-- Instructions for the task --
Report each line in the records below that contains the word "blue", copying every such line in full.
+++ Stored records +++
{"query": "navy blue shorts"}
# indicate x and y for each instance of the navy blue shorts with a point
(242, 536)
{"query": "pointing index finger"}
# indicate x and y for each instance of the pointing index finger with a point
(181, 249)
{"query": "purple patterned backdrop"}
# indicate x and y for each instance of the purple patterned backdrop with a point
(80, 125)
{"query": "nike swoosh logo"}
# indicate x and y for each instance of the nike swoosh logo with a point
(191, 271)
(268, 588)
+++
+++ Stored records +++
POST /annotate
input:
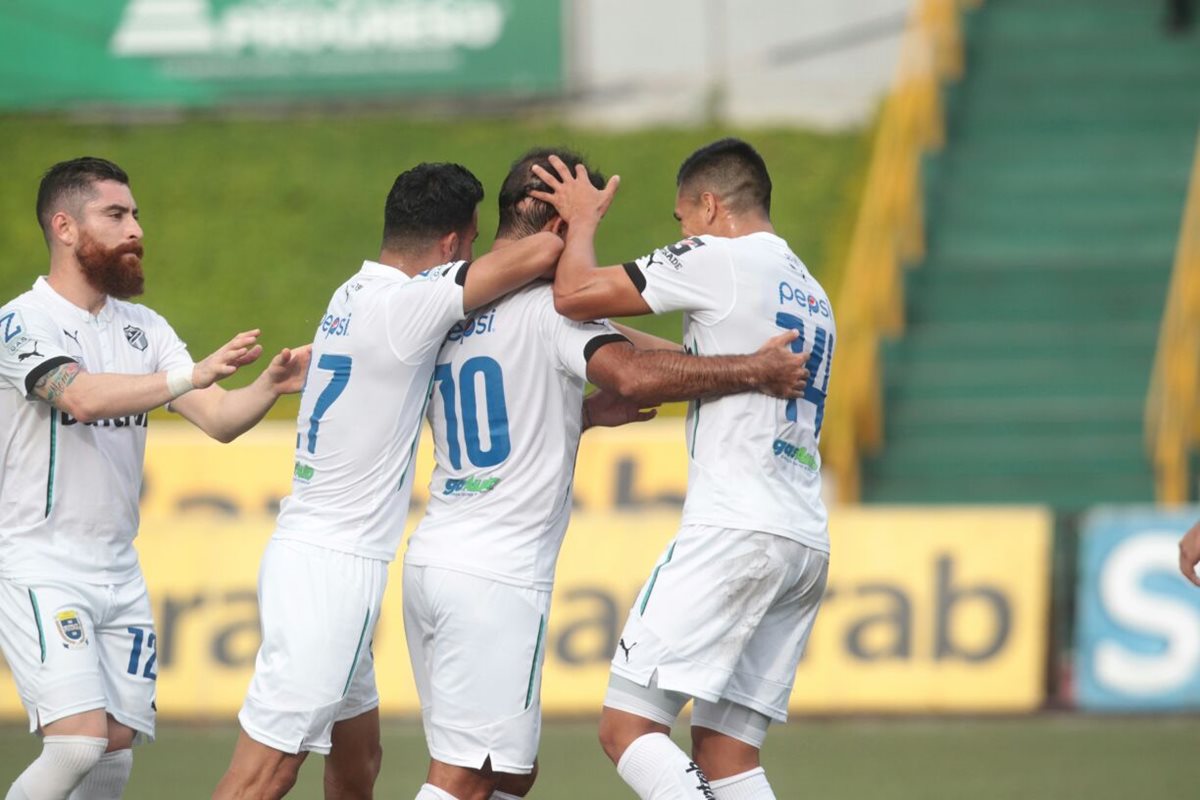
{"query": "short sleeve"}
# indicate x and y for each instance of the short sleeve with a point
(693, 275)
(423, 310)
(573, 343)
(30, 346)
+++
-- Task solution --
{"query": "navy blue shorts"}
# indicate x and y for each instance of the navy blue shorts with a point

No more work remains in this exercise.